──────── Extrait du texte

Le Syndicat français de l'industrie cimentière (Sfic) espère avoir atteint le point bas du cycle économique en 2015 et que la situation va se stabiliser en 2016, pour peut-être repartir à la hausse. Raoul de Parisot, le président du syndicat, analyse les chiffres et dévoile quelques éléments de prospective.

Le chiffre est éloquent : en 2015, la consommation nationale de ciment n'était que de 17,2 millions de tonnes, c'est-à-dire équivalente à ce qu'elle était en… 1964, lorsque la population s'élevait à 49 millions d'habitants, contre 66,3 millions aujourd'hui. Une activité industrielle fortement ralentie donc, qui a perdu, en moyenne, 1 million de tonnes par an pendant sept années. Totalement dépendante du bâtiment et des travaux publics, la filière a vu son chiffre d'affaires global baisser de -5,3 % pour atteindre les 2,3 Mrds €, soit tout de même un milliard d'euros de moins qu'en 2007, lorsque le secteur était à son apogée. Raoul de Parisot, le président du Sfic, résume : "Le ciment, la matière active du béton, est une filière importante en France. C'est même un matériau stratégique et essentiel".

 

Cette consommation a été couverte par la production nationale (15,6 Mt) et par des importations (1,5 Mt) dont le volume reste stable depuis 2012. "Mais ce volume a doublé en dix ans", souligne Raoul de Parisot. Alors que les capacités françaises s'élèvent à 27 Mt/an et tournent au ralenti, l'entrée de matériau moins cher se poursuit, principalement en provenance de pays riverains (Italie, Allemagne, Belgique, Espagne…). Du côté des exportations, qui dépassent elles-aussi le million de tonnes, les distances sont plus grandes et c'est vers le Maghreb et l'Afrique que les adhérents du Sfic trouvent des débouchés. "Kernéos, par exemple, exporte la majeure partie de sa production mais les volumes restent faibles au regard des autres cimentiers", explique Arnaud Perigord, responsable des Affaires économiques & statistiques au syndicat.

────────────────

#### [Consigne 1]
Reprenez le passage du texte sur l'industrie du ciment qui va de "Le Syndicat français" jusqu'à "éléments de prospective.", en remplaçant "2016" par "2017".

──────── Les données

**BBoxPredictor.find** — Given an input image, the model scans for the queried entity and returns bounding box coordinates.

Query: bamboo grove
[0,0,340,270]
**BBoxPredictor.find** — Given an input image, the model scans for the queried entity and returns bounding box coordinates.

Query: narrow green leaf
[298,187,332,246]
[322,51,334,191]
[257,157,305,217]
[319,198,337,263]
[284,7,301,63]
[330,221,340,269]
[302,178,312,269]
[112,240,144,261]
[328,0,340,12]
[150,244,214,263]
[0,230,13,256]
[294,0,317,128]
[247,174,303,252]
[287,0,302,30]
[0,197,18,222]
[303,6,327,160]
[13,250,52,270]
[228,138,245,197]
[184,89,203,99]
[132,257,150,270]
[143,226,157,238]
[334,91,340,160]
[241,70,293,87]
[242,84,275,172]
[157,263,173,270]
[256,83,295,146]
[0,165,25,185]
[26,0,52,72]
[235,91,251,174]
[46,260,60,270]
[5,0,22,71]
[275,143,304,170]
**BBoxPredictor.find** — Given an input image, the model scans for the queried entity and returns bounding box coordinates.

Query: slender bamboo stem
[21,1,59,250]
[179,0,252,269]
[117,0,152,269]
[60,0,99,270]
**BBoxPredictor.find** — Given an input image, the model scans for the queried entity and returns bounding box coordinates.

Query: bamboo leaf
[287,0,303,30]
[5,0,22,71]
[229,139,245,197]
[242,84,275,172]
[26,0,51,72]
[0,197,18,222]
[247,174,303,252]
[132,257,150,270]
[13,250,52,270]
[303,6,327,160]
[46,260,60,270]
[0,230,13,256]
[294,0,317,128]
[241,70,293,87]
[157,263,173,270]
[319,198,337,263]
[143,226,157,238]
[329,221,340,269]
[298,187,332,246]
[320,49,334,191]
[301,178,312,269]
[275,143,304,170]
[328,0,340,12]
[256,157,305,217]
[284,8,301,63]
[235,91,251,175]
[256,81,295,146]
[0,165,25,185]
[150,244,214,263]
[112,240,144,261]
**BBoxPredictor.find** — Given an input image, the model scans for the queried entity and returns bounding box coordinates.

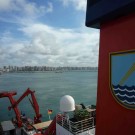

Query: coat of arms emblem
[110,51,135,110]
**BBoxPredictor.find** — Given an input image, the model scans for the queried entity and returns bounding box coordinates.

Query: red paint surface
[96,14,135,135]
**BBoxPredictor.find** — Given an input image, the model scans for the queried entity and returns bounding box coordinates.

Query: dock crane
[0,88,42,127]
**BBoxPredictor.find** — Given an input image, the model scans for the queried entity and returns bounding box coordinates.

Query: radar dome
[60,95,75,112]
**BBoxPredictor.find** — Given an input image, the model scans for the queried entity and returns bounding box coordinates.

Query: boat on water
[0,88,96,135]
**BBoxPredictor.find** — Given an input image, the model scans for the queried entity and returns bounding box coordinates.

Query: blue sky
[0,0,99,67]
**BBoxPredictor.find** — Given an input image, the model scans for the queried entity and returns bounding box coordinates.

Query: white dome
[60,95,75,112]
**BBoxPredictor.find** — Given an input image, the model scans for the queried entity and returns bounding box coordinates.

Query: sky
[0,0,99,67]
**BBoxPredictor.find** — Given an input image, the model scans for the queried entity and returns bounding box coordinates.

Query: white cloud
[60,0,86,11]
[0,23,99,66]
[0,0,53,17]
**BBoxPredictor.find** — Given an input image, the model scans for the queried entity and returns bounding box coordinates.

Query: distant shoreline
[2,70,98,74]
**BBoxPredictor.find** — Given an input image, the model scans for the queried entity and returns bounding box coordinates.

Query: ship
[0,88,96,135]
[0,0,135,135]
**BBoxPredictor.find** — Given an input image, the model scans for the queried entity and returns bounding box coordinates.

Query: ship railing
[56,114,95,135]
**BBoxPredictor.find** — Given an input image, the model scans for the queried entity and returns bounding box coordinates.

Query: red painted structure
[96,14,135,135]
[0,88,42,127]
[86,0,135,135]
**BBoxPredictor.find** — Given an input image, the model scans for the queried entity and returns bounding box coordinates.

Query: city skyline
[0,0,99,66]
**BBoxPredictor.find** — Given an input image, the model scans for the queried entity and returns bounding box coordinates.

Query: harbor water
[0,71,97,121]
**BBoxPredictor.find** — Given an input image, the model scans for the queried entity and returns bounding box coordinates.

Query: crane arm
[9,88,42,123]
[0,91,22,127]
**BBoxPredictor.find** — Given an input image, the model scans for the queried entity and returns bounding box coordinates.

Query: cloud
[0,0,53,18]
[0,23,99,66]
[60,0,86,11]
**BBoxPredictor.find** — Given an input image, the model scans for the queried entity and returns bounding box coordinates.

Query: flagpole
[48,114,51,120]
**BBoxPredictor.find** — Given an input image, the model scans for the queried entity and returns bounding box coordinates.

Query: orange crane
[0,88,42,127]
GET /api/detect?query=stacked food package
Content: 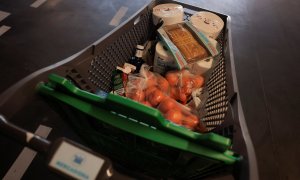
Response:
[114,4,224,132]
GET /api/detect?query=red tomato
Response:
[166,72,179,86]
[165,109,182,125]
[193,75,204,88]
[130,89,145,102]
[157,76,170,94]
[158,97,177,113]
[144,86,157,99]
[148,89,165,107]
[183,115,199,130]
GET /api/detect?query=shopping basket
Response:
[0,1,258,179]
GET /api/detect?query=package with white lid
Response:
[153,41,177,74]
[190,11,224,39]
[152,3,184,26]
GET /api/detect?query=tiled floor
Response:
[0,0,300,179]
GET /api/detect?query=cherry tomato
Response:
[130,89,145,102]
[158,97,177,113]
[166,72,179,86]
[144,86,157,99]
[165,109,182,125]
[157,76,170,94]
[148,89,165,107]
[183,115,199,130]
[193,76,204,88]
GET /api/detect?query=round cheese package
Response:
[190,11,224,39]
[153,3,184,26]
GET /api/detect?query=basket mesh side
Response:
[89,12,228,131]
[89,12,150,92]
[184,13,228,131]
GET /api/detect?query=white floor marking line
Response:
[109,6,128,26]
[30,0,47,8]
[0,25,10,36]
[3,125,52,180]
[0,11,10,21]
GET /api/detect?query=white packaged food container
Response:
[153,3,184,26]
[190,11,224,39]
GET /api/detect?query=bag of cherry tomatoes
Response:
[125,66,206,132]
[166,69,204,104]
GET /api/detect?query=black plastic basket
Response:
[0,1,257,179]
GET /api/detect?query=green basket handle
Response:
[41,74,231,152]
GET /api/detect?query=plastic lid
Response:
[155,41,173,60]
[191,11,224,39]
[153,3,183,17]
[136,44,144,50]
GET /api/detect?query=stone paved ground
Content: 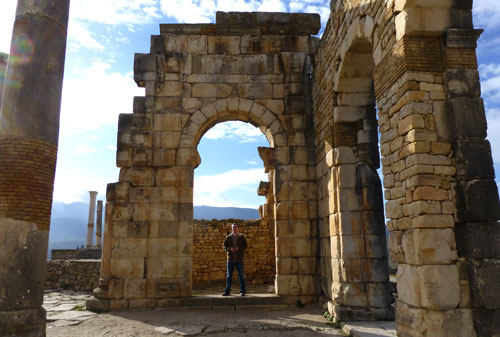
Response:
[44,290,395,337]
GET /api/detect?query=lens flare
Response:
[9,36,34,64]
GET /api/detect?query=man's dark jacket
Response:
[224,233,247,262]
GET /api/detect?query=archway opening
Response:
[192,121,276,295]
[330,38,393,320]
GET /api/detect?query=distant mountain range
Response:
[49,201,259,253]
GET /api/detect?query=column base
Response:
[328,301,394,322]
[0,308,46,337]
[85,298,110,313]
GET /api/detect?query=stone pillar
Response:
[0,52,9,107]
[95,200,102,248]
[85,191,97,248]
[0,0,69,336]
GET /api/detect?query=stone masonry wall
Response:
[45,260,101,291]
[193,219,276,287]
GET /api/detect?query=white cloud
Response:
[193,168,268,208]
[61,62,144,133]
[74,144,97,154]
[217,0,258,12]
[160,0,216,23]
[68,20,104,52]
[203,122,267,143]
[70,0,159,25]
[479,64,500,102]
[257,0,287,12]
[472,0,500,29]
[53,170,110,204]
[0,0,17,54]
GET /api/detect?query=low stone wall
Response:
[193,219,276,287]
[45,260,101,291]
[51,248,102,260]
[45,219,276,291]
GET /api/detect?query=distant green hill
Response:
[49,201,259,252]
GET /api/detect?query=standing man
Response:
[222,223,247,296]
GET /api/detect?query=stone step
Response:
[341,321,397,337]
[162,294,289,308]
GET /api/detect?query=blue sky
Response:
[0,0,500,208]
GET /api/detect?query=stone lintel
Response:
[257,147,276,172]
[160,12,321,36]
[257,181,271,197]
[160,23,216,35]
[446,28,484,48]
[215,12,321,35]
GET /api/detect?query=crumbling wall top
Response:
[160,12,321,36]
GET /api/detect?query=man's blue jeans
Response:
[224,261,246,294]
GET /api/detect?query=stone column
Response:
[0,0,69,336]
[85,191,97,248]
[95,200,102,248]
[0,52,9,107]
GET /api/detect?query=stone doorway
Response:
[90,13,319,308]
[192,121,276,296]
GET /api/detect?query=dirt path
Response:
[44,291,342,337]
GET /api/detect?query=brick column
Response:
[0,0,69,336]
[0,52,9,107]
[85,191,97,248]
[95,200,102,248]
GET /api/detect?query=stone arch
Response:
[329,26,394,319]
[314,0,500,336]
[180,98,287,147]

────────────────

#### [Consigne 2]
Transformez en liste JSON de chaînes, à raison d'une chaîne par ligne et sans les lignes vides, le passage des enregistrements allant de la ligne qui contient "GET /api/detect?query=green basket handle" jusqu'à celle qui contient "[9,36,34,64]", ces deux lignes comprises. Ne reprenez pas les images dans la réponse.

#### [Corrigé 1]
Le Syndicat français de l'industrie cimentière (Sfic) espère avoir atteint le point bas du cycle économique en 2015 et que la situation va se stabiliser en 2017, pour peut-être repartir à la hausse. Raoul de Parisot, le président du syndicat, analyse les chiffres et dévoile quelques éléments de prospective.

#### [Corrigé 2]
[
  "GET /api/detect?query=green basket handle",
  "Response:",
  "[41,74,231,152]",
  "GET /api/detect?query=plastic lid",
  "Response:",
  "[155,41,173,60]",
  "[191,11,224,39]",
  "[153,3,183,17]",
  "[136,44,144,50]",
  "GET /api/detect?query=stone paved ground",
  "Content: ",
  "Response:",
  "[44,290,395,337]",
  "GET /api/detect?query=lens flare",
  "Response:",
  "[9,36,34,64]"
]